Data excerpts
* * * *
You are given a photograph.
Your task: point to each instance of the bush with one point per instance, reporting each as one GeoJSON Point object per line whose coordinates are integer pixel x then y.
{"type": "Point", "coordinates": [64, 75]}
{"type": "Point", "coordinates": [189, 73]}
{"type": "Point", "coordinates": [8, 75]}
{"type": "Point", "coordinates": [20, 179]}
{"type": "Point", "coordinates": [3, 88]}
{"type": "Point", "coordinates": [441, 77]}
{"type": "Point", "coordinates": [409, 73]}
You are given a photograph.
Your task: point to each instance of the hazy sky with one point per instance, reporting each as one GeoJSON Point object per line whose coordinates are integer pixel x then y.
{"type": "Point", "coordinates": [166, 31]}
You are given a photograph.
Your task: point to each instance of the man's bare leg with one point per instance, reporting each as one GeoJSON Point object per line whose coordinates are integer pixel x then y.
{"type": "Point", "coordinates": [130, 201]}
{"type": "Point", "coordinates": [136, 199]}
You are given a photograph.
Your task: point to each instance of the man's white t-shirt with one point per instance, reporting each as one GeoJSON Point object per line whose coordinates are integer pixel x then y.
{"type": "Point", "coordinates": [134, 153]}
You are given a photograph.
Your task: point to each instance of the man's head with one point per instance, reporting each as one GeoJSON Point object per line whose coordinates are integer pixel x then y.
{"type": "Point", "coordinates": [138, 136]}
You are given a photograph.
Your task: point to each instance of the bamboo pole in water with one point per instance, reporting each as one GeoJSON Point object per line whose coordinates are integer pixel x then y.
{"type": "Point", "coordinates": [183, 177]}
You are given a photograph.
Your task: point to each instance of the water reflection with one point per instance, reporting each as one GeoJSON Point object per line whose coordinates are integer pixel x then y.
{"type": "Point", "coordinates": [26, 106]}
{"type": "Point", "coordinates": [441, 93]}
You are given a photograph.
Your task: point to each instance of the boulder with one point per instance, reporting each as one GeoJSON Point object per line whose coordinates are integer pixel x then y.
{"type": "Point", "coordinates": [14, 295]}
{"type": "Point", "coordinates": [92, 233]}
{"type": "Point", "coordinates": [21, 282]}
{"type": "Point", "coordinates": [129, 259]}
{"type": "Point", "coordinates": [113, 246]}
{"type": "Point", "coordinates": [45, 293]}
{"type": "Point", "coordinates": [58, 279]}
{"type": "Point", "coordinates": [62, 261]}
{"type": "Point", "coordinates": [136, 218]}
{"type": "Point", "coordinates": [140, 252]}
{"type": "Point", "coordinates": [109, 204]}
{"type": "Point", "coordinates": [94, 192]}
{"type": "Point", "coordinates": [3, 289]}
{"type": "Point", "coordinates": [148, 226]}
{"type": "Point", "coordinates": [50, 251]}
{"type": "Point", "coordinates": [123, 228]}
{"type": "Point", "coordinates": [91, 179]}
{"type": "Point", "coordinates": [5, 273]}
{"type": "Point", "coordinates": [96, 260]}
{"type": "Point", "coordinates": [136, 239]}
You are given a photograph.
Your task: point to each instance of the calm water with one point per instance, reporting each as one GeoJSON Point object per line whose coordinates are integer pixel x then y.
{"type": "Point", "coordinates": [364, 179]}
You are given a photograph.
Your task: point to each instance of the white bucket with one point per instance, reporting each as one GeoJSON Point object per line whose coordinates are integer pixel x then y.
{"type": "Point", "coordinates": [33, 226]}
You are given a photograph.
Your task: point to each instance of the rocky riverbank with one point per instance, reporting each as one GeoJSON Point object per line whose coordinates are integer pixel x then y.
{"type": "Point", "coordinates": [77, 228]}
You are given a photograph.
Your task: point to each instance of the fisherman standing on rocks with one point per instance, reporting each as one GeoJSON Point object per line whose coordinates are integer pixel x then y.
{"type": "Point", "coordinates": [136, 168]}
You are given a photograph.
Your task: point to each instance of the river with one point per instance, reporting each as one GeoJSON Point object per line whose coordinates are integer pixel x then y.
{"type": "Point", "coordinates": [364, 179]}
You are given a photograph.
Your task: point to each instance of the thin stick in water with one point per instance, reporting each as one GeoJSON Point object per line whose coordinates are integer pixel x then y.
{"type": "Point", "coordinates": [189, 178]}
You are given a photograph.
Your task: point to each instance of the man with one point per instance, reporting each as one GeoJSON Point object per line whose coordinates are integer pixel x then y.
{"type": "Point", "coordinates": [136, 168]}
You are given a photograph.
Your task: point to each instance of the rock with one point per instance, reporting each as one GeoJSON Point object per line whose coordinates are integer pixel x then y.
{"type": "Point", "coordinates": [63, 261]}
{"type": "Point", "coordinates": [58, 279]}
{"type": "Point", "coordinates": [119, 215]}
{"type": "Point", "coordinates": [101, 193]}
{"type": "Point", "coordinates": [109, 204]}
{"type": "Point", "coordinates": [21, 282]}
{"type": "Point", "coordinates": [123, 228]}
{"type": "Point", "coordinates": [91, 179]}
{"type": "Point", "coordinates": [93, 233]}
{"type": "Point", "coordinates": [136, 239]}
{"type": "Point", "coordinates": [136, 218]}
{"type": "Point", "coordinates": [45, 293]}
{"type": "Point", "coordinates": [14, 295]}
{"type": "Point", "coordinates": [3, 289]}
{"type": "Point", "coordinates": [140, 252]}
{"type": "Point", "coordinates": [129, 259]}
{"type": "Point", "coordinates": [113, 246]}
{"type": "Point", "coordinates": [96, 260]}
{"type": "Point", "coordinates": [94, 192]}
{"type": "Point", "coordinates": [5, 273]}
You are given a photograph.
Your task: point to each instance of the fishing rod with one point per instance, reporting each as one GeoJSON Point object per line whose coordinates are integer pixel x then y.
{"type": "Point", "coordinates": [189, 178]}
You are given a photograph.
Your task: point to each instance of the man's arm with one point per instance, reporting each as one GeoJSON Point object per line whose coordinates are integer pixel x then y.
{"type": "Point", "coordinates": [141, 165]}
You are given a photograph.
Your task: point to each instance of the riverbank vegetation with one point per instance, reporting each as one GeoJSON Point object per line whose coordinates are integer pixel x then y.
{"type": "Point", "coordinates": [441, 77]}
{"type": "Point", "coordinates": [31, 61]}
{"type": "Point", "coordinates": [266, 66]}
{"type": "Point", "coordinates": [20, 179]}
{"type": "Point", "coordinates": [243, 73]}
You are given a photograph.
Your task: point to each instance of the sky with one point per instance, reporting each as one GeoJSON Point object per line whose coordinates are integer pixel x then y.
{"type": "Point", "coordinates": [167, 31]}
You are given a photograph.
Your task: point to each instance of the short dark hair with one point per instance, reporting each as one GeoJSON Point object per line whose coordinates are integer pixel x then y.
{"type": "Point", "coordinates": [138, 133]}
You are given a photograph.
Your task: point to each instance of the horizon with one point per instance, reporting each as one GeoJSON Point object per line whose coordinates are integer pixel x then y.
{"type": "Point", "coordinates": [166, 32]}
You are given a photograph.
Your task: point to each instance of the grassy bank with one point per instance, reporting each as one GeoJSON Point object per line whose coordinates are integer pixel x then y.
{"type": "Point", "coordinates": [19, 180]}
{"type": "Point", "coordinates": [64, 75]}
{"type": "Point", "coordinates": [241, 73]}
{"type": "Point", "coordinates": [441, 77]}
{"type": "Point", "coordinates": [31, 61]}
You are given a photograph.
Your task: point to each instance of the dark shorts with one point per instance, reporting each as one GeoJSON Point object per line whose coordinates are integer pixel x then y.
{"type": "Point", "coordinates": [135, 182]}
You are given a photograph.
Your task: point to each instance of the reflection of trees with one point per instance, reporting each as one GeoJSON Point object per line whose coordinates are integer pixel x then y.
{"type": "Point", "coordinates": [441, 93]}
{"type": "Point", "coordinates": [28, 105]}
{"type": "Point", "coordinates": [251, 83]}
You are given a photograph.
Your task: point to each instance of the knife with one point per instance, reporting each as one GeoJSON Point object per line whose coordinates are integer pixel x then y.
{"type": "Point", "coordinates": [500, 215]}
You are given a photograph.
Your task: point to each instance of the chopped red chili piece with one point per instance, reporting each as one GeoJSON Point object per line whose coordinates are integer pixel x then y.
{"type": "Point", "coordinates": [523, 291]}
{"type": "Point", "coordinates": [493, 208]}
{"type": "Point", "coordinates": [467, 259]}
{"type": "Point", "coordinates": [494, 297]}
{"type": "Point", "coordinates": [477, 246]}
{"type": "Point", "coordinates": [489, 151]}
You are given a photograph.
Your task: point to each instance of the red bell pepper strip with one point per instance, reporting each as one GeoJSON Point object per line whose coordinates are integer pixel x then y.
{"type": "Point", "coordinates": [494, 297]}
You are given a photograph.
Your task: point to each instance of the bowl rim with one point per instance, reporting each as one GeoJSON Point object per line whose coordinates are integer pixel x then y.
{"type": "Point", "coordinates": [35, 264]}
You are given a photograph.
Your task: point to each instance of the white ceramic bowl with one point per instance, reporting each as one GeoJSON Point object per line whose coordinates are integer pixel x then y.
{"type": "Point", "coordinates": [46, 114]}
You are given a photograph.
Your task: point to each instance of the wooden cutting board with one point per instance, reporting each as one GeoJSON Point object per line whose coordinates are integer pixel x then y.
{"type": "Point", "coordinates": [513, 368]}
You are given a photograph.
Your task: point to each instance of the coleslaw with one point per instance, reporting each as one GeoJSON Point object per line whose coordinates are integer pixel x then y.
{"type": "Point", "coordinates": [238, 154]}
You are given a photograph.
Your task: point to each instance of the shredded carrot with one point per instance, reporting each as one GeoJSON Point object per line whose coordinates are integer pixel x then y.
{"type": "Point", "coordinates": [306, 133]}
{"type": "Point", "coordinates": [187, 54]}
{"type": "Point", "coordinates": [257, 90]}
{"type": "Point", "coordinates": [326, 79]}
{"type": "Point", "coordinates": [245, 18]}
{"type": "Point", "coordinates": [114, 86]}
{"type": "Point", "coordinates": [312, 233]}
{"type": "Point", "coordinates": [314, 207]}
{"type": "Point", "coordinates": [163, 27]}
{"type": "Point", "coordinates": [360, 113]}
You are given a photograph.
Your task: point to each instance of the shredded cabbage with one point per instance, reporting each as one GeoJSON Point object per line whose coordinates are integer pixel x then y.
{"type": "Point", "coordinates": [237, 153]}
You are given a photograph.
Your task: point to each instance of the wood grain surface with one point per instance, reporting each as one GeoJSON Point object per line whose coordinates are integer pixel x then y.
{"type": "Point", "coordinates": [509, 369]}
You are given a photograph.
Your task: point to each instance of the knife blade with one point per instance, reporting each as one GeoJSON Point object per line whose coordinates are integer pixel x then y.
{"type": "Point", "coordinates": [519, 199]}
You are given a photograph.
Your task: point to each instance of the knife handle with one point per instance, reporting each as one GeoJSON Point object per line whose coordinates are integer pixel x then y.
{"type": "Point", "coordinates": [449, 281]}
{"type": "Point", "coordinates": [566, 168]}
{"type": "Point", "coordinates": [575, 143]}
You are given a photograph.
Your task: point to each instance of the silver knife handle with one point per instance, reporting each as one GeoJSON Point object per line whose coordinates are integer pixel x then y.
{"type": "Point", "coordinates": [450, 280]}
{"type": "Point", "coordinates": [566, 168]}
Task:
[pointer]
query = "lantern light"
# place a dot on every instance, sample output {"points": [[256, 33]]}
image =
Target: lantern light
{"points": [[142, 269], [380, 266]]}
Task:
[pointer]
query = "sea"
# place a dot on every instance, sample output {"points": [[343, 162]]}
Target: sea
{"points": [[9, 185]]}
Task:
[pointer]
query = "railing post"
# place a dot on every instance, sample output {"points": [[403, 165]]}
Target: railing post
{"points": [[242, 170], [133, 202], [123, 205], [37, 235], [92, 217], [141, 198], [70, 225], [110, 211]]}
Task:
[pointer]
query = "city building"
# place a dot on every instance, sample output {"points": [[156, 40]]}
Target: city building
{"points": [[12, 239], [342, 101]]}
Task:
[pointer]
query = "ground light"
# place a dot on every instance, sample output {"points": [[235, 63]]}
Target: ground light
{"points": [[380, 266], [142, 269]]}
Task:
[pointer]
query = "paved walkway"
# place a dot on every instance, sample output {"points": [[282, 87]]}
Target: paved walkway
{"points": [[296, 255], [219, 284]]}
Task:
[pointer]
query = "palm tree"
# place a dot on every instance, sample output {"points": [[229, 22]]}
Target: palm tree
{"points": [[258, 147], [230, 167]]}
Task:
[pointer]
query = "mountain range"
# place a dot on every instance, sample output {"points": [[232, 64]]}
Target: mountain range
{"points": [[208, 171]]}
* * * *
Each line in the records above that contains the word "place" must be copied.

§ **The answer**:
# place a dot on every instance, sample output {"points": [[256, 33]]}
# place a dot on every instance, sample output {"points": [[343, 162]]}
# place a dot on every instance, sample output {"points": [[403, 165]]}
# place a dot on every instance, sample output {"points": [[156, 40]]}
# place a dot on every instance, sample output {"points": [[235, 63]]}
# place a dot on every instance, sample output {"points": [[282, 87]]}
# place a dot on every instance, sample output {"points": [[229, 22]]}
# place a dot on every instance, sample output {"points": [[232, 64]]}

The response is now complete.